**Information supplied:**
-*-

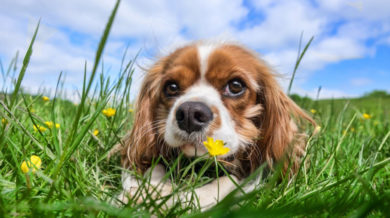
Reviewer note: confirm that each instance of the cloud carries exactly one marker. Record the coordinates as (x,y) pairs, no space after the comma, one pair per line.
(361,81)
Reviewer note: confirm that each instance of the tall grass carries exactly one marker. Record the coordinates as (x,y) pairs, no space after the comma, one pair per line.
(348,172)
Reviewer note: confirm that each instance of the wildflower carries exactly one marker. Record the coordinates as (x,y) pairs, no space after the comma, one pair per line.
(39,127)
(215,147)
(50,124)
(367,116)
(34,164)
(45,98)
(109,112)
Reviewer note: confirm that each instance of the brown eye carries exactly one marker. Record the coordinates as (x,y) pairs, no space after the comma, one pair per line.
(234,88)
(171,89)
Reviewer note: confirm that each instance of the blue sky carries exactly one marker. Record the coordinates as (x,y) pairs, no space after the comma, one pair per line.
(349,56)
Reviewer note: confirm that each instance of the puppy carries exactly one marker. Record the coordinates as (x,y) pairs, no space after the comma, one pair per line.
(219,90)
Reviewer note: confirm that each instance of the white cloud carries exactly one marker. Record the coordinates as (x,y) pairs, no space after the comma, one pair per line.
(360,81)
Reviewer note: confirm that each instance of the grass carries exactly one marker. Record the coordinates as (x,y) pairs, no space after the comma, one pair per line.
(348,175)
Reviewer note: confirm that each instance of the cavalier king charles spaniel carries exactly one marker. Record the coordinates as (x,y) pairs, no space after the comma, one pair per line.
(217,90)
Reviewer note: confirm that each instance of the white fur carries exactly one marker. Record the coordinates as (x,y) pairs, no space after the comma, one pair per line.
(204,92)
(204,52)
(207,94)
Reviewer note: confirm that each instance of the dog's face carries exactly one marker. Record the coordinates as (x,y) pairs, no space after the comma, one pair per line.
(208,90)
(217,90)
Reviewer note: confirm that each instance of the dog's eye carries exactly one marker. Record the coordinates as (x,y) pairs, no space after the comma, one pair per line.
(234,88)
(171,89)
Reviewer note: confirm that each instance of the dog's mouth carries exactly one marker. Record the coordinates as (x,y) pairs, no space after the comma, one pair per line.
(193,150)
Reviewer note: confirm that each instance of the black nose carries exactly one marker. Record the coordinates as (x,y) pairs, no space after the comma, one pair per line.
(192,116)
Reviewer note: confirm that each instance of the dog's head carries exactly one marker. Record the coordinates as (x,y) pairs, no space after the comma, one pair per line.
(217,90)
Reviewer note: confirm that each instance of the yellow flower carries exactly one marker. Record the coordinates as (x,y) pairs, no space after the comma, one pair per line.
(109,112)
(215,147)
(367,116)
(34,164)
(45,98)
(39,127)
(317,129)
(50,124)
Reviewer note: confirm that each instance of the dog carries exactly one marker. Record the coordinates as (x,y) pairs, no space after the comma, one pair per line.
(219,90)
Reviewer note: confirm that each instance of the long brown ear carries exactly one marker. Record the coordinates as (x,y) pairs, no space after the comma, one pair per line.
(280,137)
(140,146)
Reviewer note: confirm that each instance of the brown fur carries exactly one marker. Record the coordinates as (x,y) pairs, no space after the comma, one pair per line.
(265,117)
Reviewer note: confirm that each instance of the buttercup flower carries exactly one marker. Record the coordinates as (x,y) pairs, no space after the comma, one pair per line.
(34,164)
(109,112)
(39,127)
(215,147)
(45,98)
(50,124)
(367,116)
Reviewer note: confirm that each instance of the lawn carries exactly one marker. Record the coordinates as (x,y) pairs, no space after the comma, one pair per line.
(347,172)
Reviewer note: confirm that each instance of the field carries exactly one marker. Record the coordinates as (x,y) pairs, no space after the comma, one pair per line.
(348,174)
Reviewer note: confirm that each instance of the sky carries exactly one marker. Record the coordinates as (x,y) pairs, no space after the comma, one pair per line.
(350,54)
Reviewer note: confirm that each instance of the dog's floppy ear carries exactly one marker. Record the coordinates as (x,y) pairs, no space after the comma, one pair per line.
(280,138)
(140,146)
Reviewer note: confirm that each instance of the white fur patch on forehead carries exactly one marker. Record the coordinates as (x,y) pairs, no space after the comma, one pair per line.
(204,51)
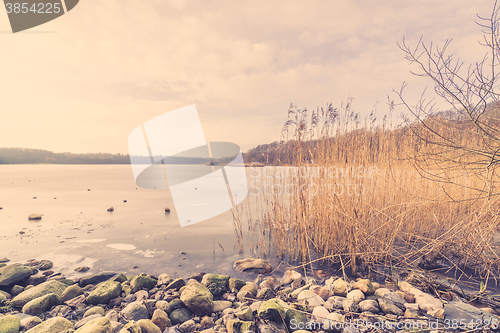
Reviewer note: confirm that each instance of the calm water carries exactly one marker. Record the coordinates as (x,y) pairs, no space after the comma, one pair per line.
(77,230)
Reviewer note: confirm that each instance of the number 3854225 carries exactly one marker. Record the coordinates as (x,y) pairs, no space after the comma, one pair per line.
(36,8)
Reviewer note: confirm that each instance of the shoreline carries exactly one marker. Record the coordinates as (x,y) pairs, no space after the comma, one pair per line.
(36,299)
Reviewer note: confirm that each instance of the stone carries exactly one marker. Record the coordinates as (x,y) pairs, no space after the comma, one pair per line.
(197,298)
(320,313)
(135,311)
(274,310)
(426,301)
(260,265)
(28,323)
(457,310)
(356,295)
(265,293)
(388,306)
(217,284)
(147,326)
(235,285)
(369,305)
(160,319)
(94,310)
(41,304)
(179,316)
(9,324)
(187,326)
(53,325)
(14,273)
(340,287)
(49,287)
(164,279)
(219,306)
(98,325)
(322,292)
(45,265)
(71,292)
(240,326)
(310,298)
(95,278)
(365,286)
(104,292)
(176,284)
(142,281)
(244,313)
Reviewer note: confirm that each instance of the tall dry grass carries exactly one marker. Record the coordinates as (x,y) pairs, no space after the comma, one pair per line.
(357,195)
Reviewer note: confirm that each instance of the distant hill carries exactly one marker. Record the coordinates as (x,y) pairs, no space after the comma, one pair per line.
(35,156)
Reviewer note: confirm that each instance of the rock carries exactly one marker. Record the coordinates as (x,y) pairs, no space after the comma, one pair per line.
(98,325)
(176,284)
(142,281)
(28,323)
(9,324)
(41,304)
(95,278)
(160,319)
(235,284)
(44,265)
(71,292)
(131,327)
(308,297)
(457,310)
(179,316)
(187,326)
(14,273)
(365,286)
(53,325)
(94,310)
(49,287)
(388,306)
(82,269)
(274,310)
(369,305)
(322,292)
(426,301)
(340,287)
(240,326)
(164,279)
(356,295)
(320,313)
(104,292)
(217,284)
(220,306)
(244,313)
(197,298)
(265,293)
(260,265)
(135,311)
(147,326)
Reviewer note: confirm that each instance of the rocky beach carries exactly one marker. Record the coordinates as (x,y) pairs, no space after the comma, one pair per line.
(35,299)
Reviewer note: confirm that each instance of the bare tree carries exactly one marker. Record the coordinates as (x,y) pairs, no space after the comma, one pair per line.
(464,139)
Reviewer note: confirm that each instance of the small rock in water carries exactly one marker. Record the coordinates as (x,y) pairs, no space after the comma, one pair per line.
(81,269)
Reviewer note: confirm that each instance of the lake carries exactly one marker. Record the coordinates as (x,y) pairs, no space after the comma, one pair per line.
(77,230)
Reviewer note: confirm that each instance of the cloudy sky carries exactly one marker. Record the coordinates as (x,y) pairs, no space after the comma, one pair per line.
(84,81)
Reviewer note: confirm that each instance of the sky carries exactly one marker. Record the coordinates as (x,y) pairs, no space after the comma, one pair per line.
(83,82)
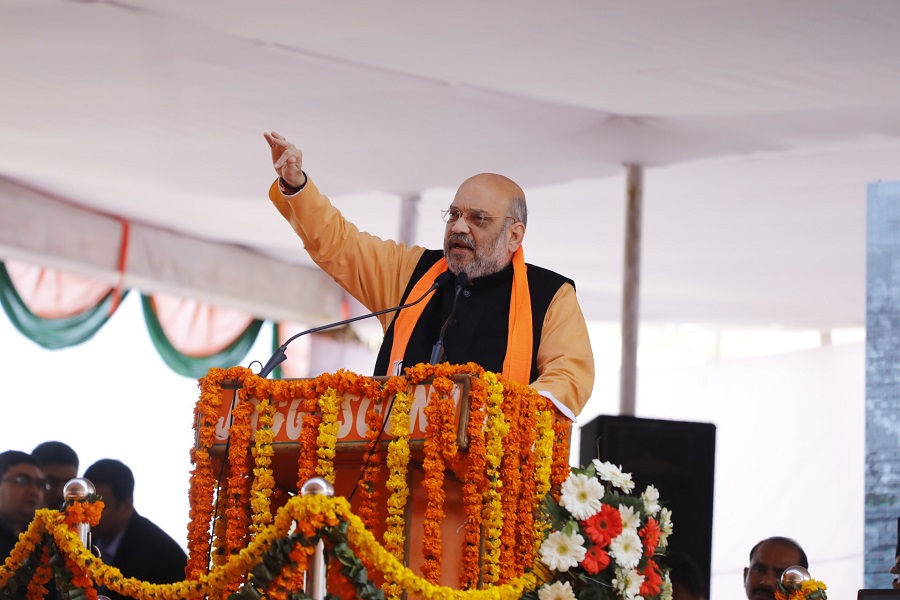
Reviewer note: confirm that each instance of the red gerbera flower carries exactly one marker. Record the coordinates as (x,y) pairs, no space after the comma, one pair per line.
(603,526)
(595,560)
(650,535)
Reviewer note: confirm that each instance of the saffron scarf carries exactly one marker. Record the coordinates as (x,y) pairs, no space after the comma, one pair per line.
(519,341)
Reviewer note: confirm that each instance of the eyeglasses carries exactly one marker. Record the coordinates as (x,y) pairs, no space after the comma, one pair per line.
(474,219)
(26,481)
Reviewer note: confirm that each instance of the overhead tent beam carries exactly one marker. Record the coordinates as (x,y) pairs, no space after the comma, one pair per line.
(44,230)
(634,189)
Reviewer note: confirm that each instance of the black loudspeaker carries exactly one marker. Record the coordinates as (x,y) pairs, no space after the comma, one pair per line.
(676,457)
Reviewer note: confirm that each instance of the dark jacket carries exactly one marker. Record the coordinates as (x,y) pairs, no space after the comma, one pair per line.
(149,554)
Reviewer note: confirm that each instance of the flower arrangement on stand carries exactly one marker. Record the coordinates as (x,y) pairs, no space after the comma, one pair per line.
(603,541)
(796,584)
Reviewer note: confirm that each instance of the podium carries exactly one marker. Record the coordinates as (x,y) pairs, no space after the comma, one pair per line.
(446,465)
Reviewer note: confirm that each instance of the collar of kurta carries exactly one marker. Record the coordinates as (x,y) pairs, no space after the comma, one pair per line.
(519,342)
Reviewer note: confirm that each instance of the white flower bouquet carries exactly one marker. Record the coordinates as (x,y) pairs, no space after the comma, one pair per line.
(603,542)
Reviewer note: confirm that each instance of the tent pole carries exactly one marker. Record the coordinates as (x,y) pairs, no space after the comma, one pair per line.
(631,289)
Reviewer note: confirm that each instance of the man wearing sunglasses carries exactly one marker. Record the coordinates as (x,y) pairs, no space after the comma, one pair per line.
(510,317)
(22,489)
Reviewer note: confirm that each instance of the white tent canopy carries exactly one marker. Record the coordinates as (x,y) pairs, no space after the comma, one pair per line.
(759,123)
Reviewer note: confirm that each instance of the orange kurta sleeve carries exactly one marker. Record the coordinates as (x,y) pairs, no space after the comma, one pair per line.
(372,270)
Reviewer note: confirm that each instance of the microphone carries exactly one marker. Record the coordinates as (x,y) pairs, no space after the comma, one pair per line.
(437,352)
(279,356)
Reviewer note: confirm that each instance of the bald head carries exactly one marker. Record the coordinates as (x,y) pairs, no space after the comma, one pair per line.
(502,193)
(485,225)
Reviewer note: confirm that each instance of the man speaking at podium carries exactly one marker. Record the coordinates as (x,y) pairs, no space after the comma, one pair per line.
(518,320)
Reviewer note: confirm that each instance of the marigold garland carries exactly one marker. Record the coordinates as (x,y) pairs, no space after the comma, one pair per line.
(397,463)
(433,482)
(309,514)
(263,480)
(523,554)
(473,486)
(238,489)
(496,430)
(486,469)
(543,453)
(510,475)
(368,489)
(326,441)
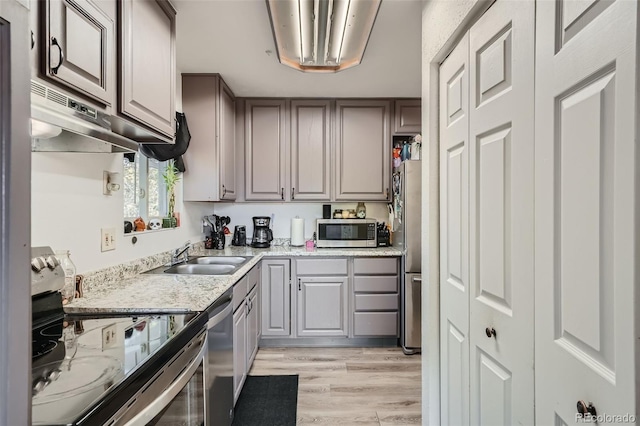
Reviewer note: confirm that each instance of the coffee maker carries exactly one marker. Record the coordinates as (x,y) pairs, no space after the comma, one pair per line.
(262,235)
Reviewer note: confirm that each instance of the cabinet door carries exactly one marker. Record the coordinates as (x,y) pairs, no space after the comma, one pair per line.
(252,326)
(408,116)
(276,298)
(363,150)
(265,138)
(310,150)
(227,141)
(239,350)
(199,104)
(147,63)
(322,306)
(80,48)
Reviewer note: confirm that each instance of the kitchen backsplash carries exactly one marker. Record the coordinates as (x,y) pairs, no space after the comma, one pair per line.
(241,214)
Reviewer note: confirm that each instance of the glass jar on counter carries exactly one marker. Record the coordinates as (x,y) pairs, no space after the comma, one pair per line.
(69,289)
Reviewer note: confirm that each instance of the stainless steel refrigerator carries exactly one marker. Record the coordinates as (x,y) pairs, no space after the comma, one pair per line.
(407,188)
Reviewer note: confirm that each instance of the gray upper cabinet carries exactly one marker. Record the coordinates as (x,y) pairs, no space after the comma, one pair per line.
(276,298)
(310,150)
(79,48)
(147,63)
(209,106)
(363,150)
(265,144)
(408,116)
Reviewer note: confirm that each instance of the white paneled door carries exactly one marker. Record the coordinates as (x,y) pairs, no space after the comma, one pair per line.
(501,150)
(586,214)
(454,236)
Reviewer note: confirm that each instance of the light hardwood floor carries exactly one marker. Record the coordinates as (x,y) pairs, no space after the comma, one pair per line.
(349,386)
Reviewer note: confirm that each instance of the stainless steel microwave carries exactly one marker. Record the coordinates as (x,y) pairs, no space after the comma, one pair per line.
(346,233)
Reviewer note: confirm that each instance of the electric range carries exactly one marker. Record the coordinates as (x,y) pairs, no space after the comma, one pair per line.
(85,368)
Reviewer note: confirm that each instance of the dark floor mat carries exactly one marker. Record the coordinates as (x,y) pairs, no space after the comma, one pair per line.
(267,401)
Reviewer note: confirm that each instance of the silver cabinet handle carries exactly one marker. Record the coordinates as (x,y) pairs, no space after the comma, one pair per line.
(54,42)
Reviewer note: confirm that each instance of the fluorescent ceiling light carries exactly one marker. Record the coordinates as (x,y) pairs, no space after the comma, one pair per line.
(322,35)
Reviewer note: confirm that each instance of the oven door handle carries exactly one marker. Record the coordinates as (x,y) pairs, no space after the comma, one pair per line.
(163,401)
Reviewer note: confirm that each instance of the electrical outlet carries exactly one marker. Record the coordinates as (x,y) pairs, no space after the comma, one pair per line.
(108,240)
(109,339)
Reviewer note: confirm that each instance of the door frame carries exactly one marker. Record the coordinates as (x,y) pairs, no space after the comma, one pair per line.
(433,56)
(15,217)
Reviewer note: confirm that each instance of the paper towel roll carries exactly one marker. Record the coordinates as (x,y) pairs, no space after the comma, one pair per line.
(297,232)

-*-

**What you are asked to do:**
Output the line that contains "Reviewer note: confirm that each instance of the silver", followed by every later line in the listing, with no line omitted and none added.

**Written response:**
Reviewer note: confirm that each instance of the silver cabinet handle carries exactly one marker. Record the coordinates as (x,y) pairs, no space after the comma, one pair per line.
(54,42)
Reviewer note: confirm that each instance of the fluorescent ceiling light carries exactly one marker. Record the coordinates as (x,y) pairs, no space after the comma, one pair per line.
(322,35)
Reviewer note: confirm that each instance of the oven door handle carries exactly one marker. Record the coordinates as (x,y) pairs, no space after the comma, one pair per line.
(163,401)
Reviewer note: confirm that each instance of the electrical outlet carries exactly one marker. Record the coordinates as (x,y) pairs, no space after the comma, one pair per line.
(108,240)
(109,339)
Reviewer note: confirm that each instance of the door frame carries exactly one marker. Record the coordinates as (x,y) pairs, no space after the comma, one pair per line.
(433,56)
(15,217)
Reviewer note: confirm that each instance of the paper towel roll carries exactly one marker. Record the coordinates as (x,y) pairs, no space after the comma, one pair per line.
(297,232)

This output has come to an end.